* **Data lines**:
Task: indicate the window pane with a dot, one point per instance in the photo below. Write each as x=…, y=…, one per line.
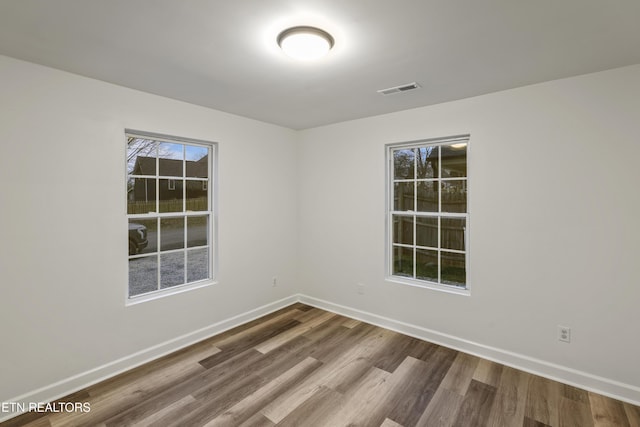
x=197, y=264
x=402, y=261
x=403, y=161
x=171, y=233
x=453, y=269
x=170, y=160
x=427, y=162
x=141, y=195
x=171, y=195
x=171, y=269
x=454, y=160
x=141, y=156
x=403, y=196
x=428, y=196
x=143, y=275
x=454, y=196
x=403, y=229
x=452, y=233
x=197, y=161
x=427, y=232
x=197, y=196
x=427, y=265
x=197, y=231
x=143, y=236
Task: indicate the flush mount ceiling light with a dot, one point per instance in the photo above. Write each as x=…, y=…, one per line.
x=305, y=43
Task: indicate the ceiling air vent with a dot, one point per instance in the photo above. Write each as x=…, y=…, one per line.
x=398, y=89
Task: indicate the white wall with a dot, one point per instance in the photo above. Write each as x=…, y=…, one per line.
x=554, y=205
x=63, y=241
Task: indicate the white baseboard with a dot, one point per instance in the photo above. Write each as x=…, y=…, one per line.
x=82, y=380
x=615, y=389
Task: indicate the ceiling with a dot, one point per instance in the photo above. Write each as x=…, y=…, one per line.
x=222, y=54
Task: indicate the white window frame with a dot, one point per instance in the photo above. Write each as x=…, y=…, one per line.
x=390, y=212
x=211, y=189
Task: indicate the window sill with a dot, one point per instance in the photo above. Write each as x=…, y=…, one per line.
x=428, y=285
x=167, y=292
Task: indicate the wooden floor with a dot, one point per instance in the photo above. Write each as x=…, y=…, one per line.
x=302, y=366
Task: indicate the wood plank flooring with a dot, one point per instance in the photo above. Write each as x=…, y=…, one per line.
x=302, y=366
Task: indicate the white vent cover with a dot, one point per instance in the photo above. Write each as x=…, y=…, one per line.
x=398, y=89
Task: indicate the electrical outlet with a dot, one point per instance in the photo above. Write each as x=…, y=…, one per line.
x=564, y=333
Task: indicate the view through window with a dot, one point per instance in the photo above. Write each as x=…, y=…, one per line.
x=169, y=211
x=428, y=214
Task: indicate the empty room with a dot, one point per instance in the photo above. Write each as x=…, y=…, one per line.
x=319, y=213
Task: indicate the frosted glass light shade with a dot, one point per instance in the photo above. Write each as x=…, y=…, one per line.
x=305, y=43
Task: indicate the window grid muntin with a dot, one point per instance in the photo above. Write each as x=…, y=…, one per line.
x=440, y=215
x=157, y=215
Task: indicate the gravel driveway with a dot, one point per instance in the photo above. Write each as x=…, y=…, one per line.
x=143, y=272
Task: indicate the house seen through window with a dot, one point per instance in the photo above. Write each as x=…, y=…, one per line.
x=427, y=212
x=169, y=211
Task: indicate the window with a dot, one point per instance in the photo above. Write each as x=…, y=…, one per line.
x=427, y=231
x=170, y=213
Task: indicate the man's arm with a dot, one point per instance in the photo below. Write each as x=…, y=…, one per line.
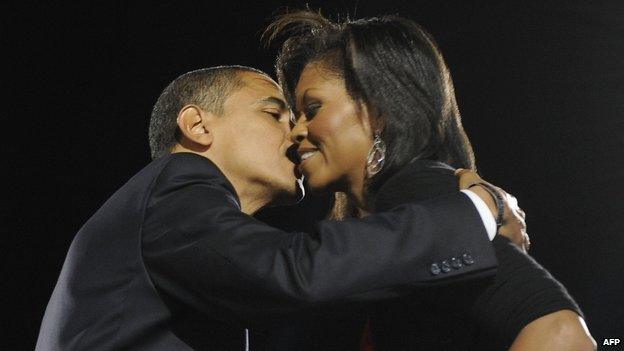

* **Exercise instructions**: Render all of the material above as a Markdown table with the columns "Row" and "Line", one numbered row per line, skipping blank lines and leaving the pictures out.

* **The result**:
| Row | Line |
|---|---|
| 1 | Task: indicate the window pane with a dot, one point per instance in the photo below. Write each as x=…, y=…, one per line. |
| 2 | x=197, y=264 |
| 3 | x=402, y=261 |
| 4 | x=403, y=161 |
| 5 | x=171, y=233 |
| 6 | x=453, y=269 |
| 7 | x=170, y=160 |
| 8 | x=427, y=162 |
| 9 | x=141, y=195 |
| 10 | x=171, y=195 |
| 11 | x=171, y=269 |
| 12 | x=454, y=160 |
| 13 | x=141, y=156 |
| 14 | x=403, y=196 |
| 15 | x=428, y=196 |
| 16 | x=143, y=275 |
| 17 | x=454, y=196 |
| 18 | x=403, y=229 |
| 19 | x=452, y=233 |
| 20 | x=197, y=161 |
| 21 | x=427, y=232 |
| 22 | x=197, y=196 |
| 23 | x=427, y=265 |
| 24 | x=197, y=231 |
| 25 | x=143, y=236 |
| 26 | Task: indicate the flush mount ceiling light with a dot, one point per instance in the photo above. Write each as x=…, y=…, one per line. |
| 27 | x=305, y=43 |
| 28 | Task: indicate the ceiling air vent with a dot, one point per instance in the photo above. Write each as x=…, y=…, one per line. |
| 29 | x=398, y=89 |
| 30 | Task: indicate the white wall with a dot, one point per instance in the photo above. Write each as x=…, y=…, one per line. |
| 31 | x=554, y=205 |
| 32 | x=63, y=241 |
| 33 | Task: indicate the white baseboard with a dot, one point per instance in the photo above. Write each as x=…, y=…, one per line. |
| 34 | x=82, y=380 |
| 35 | x=615, y=389 |
| 36 | Task: indicate the ceiling with a dot, one point per instance in the photo above. Write each as x=…, y=…, one per line. |
| 37 | x=222, y=54 |
| 38 | Task: indicate the white window frame with a dot, one point per instance in the photo above. Write each as x=…, y=…, one per line. |
| 39 | x=390, y=212 |
| 40 | x=211, y=189 |
| 41 | Task: indicate the window sill with a dot, one point per instance in the photo above. Write each as x=…, y=…, one per line. |
| 42 | x=428, y=285 |
| 43 | x=167, y=292 |
| 44 | Task: indicate the wooden floor with a dot, one point per instance in the photo above. Write each as x=…, y=…, one per line. |
| 45 | x=302, y=366 |
| 46 | Task: indicate the wood plank flooring with a dot, one point per instance in the photo above. Write each as x=…, y=…, one per line. |
| 47 | x=302, y=366 |
| 48 | Task: indicate the white vent cover with a dot, one point per instance in the photo above. Write each as x=…, y=…, one per line. |
| 49 | x=398, y=89 |
| 50 | Task: indicate the electrical outlet with a dot, one point per instance in the photo above. Write each as x=…, y=…, one per line. |
| 51 | x=564, y=333 |
| 52 | Task: indicate the view through window with a dot, one point per instance in the photo above. Write each as x=…, y=…, one per line. |
| 53 | x=169, y=211 |
| 54 | x=428, y=214 |
| 55 | Task: indicate the empty room with a dot, one point per instance in the photo above. Write each as x=…, y=…, one per line. |
| 56 | x=319, y=213 |
| 57 | Task: indicate the frosted glass light shade with a dot, one point per instance in the photo above. Write each as x=…, y=…, one per line. |
| 58 | x=305, y=43 |
| 59 | Task: indicate the window grid muntin with a dot, one point per instance in the photo above. Write each as x=…, y=…, one per line. |
| 60 | x=440, y=215 |
| 61 | x=157, y=215 |
| 62 | Task: indicate the gravel driveway with a dot, one point per instance in the photo above. Write each as x=…, y=…, one per line. |
| 63 | x=143, y=272 |
| 64 | Task: indicate the house seen through window with a dot, one point per instance in the photo above. Write each as x=…, y=…, one per line. |
| 65 | x=427, y=212 |
| 66 | x=169, y=211 |
| 67 | Task: indicate the window with a dot, one point per instance in the photo above. Write each as x=…, y=…, one per line. |
| 68 | x=427, y=231 |
| 69 | x=170, y=213 |
| 70 | Task: indicate the man's arm with a dot, one point per instance in the photo below. Write each as x=…, y=…, one per line. |